* START Records provided *
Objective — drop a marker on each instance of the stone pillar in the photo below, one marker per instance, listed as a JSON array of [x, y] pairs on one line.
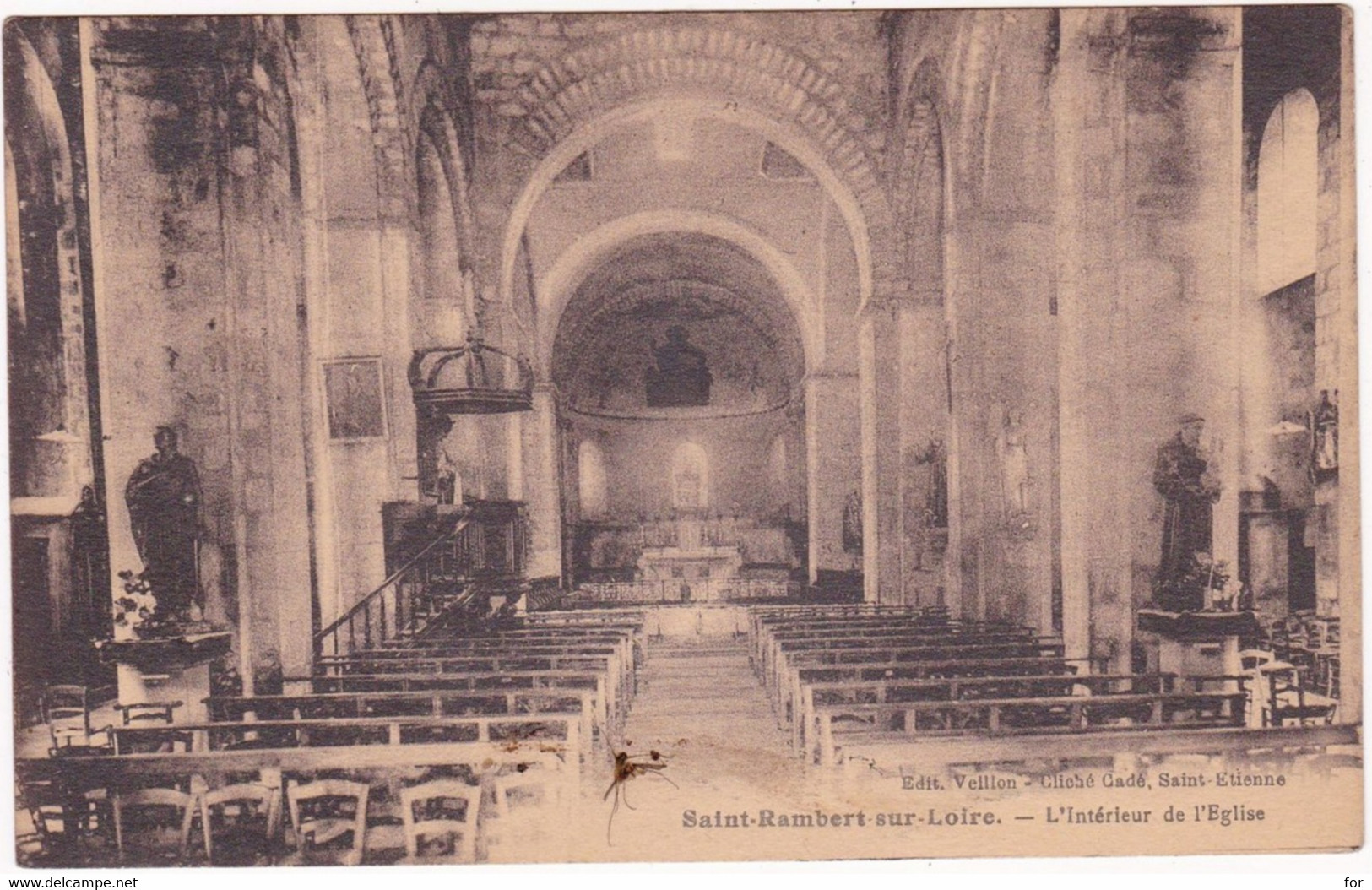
[[1148, 187], [924, 448], [538, 475], [1343, 277], [833, 466], [878, 362]]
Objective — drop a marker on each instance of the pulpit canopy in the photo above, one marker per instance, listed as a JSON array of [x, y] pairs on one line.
[[471, 379]]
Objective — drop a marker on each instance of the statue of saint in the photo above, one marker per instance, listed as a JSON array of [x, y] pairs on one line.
[[1014, 465], [1183, 476], [681, 376], [164, 497], [852, 524], [1326, 437]]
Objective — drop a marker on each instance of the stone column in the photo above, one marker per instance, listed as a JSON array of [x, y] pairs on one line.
[[833, 466], [878, 362], [538, 475], [1147, 184], [924, 448]]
* END Records provided *
Output the data as a Markdown table with the columns Row and Line, beginning with the first line and stopping after the line that has "[[471, 379]]". Skip blank lines and leave the pictures out.

| Row | Line |
|---|---|
| 1 | Objective — drop a marker on each instance of the stone pillar in the photo below, one marker per instance, listed as a JSON array of [x, y] pairs on one line. |
| 2 | [[1148, 187], [924, 448], [538, 475], [1343, 277], [833, 466], [878, 362]] |
| 3 | Objective — drop a marker on each instance of the pulpit canopy in the photo above, one marker per instance, listed as a JSON array of [x, y] pairs on one line. |
| 4 | [[471, 379]] |